**GOAL**
Transcribe the passage on Tacna between "Over three hours" and "well as Peru.", inclusive.

**PASSAGE GIVEN**
Tacna

Over three hours south of Moquegua and five times larger, TACNA, at 552m above sea level, is the last stop in Peru. The only reason to stay here is if you’re coming from or going over the border into Chile and the border-crossing timing demands you stop, or if you feel like a break in your overland journey. Tacna is designated a Zona Franca (a tax- or duty-free zone) where visitors can spend up to $1000 in any one trip (with a limit of $3000 in a year) on a range of tax-free electronic, sports and other luxury items. Tacna is also a centre for cyclists, particularly in August when there’s usually a bicycle festival attracting competitors and enthusiasts from Bolivia and Chile as well as Peru.

**RECORDED INFORMATION**
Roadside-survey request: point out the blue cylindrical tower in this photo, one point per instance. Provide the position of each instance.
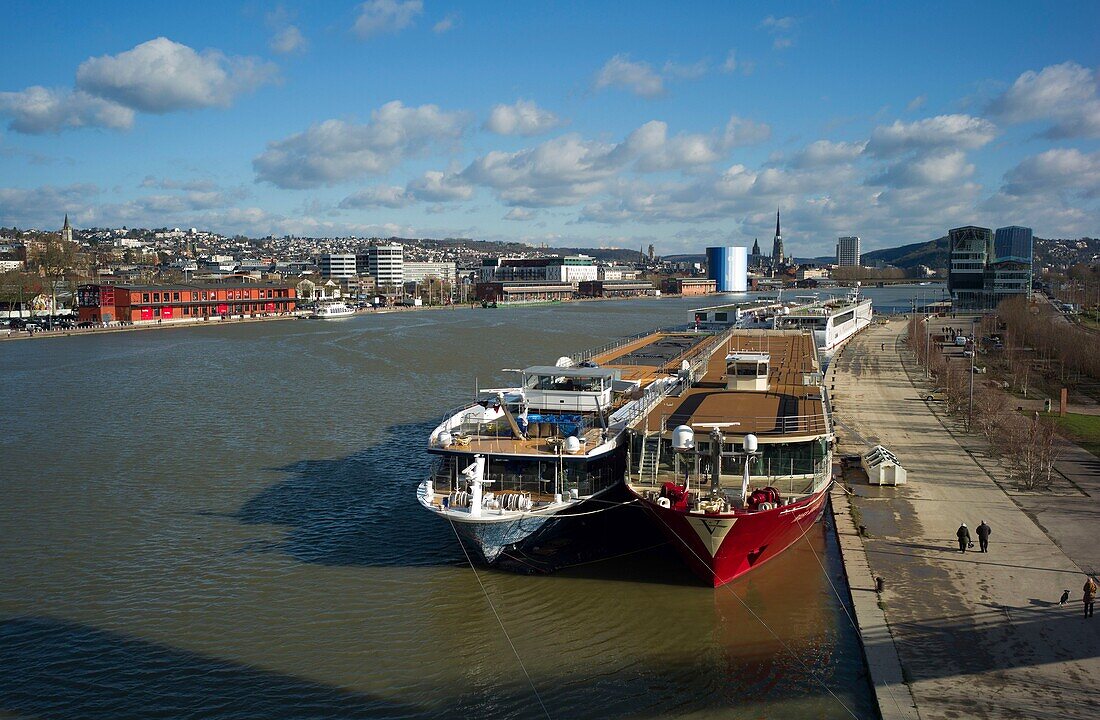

**TASK OUTPUT**
Over three hours south of Moquegua and five times larger, TACNA, at 552m above sea level, is the last stop in Peru. The only reason to stay here is if you’re coming from or going over the border into Chile and the border-crossing timing demands you stop, or if you feel like a break in your overland journey. Tacna is designated a Zona Franca (a tax- or duty-free zone) where visitors can spend up to $1000 in any one trip (with a limit of $3000 in a year) on a range of tax-free electronic, sports and other luxury items. Tacna is also a centre for cyclists, particularly in August when there’s usually a bicycle festival attracting competitors and enthusiasts from Bolivia and Chile as well as Peru.